====== Dataset excerpts ======

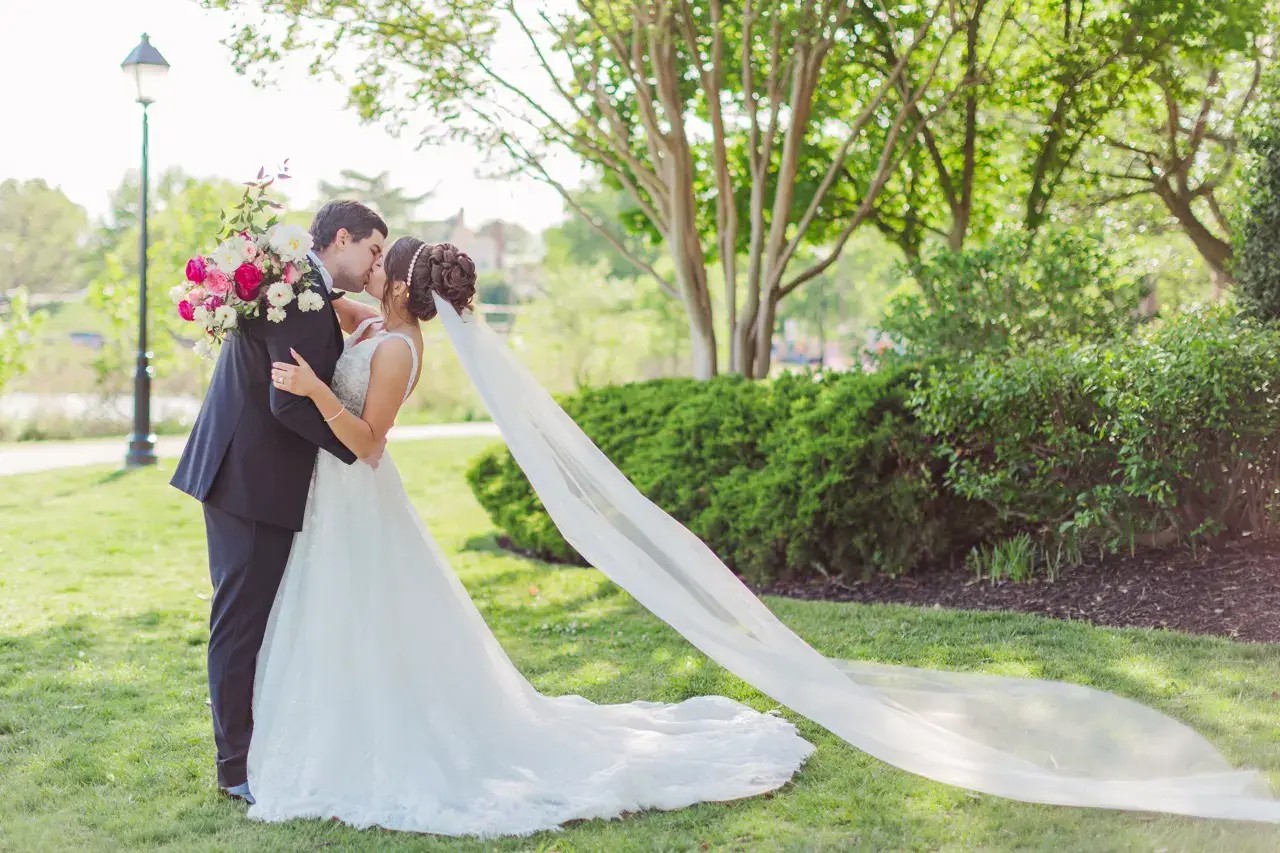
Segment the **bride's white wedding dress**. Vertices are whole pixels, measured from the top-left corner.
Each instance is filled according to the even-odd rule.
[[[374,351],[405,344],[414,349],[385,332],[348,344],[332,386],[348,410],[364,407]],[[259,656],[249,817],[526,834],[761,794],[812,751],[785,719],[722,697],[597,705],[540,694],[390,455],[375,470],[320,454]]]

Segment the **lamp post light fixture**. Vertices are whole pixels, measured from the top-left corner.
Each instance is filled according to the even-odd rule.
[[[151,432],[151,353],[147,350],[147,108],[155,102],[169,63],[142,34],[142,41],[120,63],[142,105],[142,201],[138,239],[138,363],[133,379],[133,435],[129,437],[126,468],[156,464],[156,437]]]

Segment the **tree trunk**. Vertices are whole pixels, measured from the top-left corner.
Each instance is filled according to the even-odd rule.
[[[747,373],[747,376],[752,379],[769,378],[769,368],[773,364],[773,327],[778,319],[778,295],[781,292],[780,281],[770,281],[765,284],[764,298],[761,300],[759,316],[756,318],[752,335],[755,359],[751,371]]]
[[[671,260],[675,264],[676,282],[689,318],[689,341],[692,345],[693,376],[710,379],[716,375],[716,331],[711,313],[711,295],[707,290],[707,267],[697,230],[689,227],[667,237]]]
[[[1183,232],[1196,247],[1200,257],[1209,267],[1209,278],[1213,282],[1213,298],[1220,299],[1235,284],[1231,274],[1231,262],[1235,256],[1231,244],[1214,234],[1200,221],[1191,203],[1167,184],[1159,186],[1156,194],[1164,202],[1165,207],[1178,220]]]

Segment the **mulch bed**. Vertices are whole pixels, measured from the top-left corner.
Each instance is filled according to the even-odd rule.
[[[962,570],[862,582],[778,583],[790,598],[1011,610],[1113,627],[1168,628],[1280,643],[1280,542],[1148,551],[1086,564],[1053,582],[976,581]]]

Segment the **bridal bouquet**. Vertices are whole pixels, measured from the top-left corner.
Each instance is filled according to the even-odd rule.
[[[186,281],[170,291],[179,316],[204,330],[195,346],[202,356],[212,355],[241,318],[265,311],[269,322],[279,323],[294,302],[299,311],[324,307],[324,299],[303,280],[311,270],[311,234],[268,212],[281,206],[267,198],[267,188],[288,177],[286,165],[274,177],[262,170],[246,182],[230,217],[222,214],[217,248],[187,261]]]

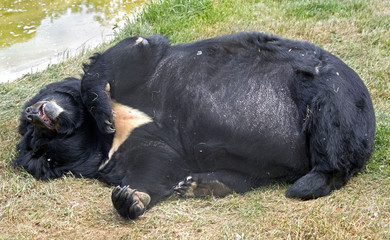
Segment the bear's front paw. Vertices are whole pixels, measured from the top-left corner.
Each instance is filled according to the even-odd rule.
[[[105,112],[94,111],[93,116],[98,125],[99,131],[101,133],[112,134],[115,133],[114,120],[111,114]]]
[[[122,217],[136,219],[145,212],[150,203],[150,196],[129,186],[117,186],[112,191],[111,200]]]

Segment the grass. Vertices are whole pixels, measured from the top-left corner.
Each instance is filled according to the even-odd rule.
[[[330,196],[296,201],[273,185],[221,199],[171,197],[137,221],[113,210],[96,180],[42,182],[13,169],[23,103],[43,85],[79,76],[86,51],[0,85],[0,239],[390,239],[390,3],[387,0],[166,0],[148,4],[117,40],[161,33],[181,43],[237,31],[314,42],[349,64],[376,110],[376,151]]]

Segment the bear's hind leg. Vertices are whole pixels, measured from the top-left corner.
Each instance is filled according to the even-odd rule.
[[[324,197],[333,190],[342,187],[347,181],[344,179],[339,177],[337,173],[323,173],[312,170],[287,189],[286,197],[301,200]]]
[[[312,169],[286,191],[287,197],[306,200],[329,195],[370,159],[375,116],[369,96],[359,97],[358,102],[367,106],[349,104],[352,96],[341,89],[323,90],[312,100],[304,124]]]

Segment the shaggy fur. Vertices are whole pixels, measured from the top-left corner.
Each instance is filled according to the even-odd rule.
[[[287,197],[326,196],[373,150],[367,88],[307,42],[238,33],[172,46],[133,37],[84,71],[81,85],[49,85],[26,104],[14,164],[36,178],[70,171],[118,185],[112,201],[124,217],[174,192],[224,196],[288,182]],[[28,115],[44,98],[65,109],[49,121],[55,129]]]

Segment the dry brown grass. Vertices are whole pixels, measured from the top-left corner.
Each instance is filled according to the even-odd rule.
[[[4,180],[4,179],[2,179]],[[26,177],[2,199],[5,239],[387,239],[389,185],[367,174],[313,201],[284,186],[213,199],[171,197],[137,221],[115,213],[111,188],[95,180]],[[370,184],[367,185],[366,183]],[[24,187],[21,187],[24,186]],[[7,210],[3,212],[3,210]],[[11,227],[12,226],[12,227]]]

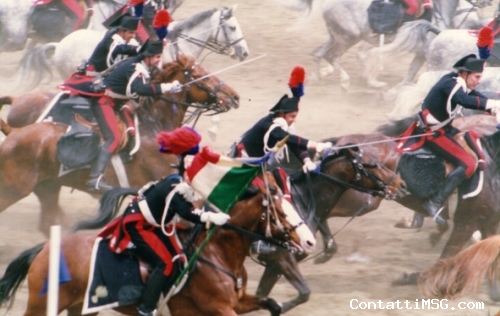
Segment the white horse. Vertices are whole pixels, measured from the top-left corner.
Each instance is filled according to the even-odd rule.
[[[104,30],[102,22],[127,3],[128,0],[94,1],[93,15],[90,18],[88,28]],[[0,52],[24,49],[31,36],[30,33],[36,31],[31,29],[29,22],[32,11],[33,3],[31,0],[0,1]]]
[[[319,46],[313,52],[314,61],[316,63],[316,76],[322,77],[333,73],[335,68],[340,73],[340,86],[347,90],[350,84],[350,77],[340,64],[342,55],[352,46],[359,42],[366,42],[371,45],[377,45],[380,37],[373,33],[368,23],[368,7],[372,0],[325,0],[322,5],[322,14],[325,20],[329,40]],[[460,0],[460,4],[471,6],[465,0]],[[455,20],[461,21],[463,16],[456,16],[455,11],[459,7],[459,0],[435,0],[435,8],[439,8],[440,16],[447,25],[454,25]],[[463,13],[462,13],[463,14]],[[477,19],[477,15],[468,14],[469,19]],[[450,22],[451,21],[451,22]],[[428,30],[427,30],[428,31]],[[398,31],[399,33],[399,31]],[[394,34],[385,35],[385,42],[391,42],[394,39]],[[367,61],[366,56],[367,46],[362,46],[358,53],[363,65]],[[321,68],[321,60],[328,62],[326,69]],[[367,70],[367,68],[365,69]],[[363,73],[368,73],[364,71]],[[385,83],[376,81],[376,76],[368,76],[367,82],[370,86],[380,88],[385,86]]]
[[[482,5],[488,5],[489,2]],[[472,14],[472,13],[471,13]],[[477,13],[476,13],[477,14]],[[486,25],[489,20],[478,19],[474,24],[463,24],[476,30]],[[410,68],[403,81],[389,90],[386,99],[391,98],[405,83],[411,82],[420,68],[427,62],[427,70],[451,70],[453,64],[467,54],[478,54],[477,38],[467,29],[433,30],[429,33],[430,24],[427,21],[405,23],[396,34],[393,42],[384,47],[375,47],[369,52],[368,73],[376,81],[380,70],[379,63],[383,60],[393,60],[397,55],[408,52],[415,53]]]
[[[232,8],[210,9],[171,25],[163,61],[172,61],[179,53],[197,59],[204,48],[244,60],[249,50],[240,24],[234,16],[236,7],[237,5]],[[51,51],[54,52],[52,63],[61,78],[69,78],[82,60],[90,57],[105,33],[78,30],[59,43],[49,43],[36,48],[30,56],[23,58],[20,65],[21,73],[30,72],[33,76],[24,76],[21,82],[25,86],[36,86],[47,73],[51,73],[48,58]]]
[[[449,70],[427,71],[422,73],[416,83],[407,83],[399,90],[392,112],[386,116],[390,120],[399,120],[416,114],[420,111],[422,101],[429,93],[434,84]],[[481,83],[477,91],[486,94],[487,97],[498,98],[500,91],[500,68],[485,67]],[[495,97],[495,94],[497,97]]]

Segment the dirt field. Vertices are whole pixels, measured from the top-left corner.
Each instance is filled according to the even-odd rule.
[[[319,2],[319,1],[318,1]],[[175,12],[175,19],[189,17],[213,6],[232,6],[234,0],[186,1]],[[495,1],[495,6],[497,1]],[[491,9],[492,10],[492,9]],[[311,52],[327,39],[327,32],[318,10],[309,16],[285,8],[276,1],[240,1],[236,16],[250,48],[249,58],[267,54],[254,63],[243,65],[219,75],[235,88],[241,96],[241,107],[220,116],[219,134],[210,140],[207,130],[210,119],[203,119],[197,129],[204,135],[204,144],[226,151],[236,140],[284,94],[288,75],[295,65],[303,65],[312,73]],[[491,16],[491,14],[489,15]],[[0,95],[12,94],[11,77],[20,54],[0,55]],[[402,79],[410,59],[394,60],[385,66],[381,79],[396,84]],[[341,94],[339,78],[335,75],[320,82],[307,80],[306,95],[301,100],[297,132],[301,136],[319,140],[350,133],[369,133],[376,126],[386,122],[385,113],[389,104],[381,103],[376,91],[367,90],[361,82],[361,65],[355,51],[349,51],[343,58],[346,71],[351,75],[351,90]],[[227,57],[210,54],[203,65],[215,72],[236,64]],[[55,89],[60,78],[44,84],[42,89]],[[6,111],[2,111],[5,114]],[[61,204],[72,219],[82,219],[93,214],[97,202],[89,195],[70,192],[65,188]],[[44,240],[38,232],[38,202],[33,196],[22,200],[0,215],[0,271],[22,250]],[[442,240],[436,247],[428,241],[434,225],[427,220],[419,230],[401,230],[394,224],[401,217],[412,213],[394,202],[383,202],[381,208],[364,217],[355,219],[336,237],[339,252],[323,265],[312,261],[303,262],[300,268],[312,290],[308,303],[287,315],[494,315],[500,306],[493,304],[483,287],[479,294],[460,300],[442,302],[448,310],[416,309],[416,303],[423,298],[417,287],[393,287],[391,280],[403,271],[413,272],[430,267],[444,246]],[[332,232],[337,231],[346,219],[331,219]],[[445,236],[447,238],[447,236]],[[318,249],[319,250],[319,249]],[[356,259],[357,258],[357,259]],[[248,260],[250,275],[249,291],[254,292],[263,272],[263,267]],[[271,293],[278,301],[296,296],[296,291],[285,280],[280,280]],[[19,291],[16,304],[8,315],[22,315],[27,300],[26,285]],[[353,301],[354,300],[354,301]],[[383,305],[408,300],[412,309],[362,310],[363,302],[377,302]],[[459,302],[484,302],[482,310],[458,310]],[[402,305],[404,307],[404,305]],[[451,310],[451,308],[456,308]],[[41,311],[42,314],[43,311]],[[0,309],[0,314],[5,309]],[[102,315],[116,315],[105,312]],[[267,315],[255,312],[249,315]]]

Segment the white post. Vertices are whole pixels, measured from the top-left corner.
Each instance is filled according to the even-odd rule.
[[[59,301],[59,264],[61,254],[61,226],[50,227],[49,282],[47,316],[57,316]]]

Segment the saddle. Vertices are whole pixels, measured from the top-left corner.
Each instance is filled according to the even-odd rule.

======

Activity —
Your task is to show every line of the listing above containing "bear".

Response to this exercise —
Segment the bear's front paw. Vertices are whole pixels, measured from the top-left corner.
Segment the bear's hind leg. Vertices are whole pixels, measured from the top-left corner.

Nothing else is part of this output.